Un ancien couteau, des hameçons, de la céramique et du verre : voilà ce que des apprentis ont pu déterrer sous l'ancien poste de traite de Chicoutimi grâce à l'activité archéologue d'un jour.

Dans le cadre du mois de l'archéologie, 18 citoyens ont été invités à fouiller le sol en plein centre-ville de Chicoutimi.

« Ils font de l'archéologie partout dans le monde, mais ici aussi on trouve des belles choses », raconte l'un d'entre eux.

L'activité est organisée depuis deux ans. L'an passé, l'initiative avait été si populaire que les organisateurs ont réitéré l'expérience.

« On invite des gens, qui n'ont jamais fouillé, de venir passer une journée avec nous sur le chantier de fouille à gratter le sol, à trouver des objets, à faire de l'histoire dans un certain sens à partir des objets qu'on trouve », explique la chargée de terrain, Gisèle Piédalu.

Depuis 2013, plus de 30 000 fragments ont été trouvés sur le site du poste de traite.

Chaque artéfact est méticuleusement nettoyé, puis entreposé au laboratoire de l'Université du Québec à Chicoutimi.

L'ancien poste de traite servait au commerce de la fourrure. Le bâtiment qui s'y trouve existait entre 1740 et 1780.
***
CONSIGNES —
1 – D'après l'extrait, combien de fragments ont été trouvés sur le site du poste de traite depuis 2013 ?
2 – Résumez l'extrait en deux phrases.
3 – Traduisez en anglais cette phrase de l'extrait : « Chaque artéfact est méticuleusement nettoyé, puis entreposé au laboratoire de l'Université du Québec à Chicoutimi. »
Les lignes présentées ensuite forment un matériel indépendant de l'extrait.

DONNÉES FOURNIES —
***
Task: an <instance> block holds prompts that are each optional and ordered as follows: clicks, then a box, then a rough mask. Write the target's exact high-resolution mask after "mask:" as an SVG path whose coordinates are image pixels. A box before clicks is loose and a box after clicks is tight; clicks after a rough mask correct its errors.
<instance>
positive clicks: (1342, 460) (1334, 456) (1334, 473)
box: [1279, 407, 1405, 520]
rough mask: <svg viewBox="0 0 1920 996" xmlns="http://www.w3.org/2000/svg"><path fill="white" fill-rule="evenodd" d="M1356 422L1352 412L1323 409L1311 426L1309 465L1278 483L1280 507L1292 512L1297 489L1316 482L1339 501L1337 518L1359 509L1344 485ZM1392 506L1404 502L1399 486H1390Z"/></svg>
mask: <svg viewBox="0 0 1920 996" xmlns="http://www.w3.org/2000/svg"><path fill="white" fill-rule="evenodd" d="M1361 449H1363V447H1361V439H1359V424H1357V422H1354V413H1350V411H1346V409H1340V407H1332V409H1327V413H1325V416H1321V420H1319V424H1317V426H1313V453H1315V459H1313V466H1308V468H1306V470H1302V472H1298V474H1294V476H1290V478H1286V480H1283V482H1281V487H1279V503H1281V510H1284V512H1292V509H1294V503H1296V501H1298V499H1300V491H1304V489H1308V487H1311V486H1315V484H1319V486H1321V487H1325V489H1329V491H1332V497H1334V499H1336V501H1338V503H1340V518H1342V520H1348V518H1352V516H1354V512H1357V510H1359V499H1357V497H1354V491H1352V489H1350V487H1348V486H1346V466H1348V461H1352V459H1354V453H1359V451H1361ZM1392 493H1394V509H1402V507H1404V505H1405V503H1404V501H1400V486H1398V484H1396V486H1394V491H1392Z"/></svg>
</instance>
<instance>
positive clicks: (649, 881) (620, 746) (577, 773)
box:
***
CORRIGÉ —
1 – Plus de 30 000 fragments.

2 – Dans le cadre du mois de l'archéologie, 18 citoyens ont fouillé le sol en plein centre-ville de Chicoutimi, sous l'ancien poste de traite, et y ont déterré un ancien couteau, des hameçons, de la céramique et du verre. Depuis 2013, plus de 30 000 fragments ont été trouvés sur ce site, qui servait au commerce de la fourrure, et chaque artéfact est nettoyé puis entreposé au laboratoire de l'Université du Québec à Chicoutimi.

3 – Each artifact is meticulously cleaned, then stored at the laboratory of the Université du Québec à Chicoutimi.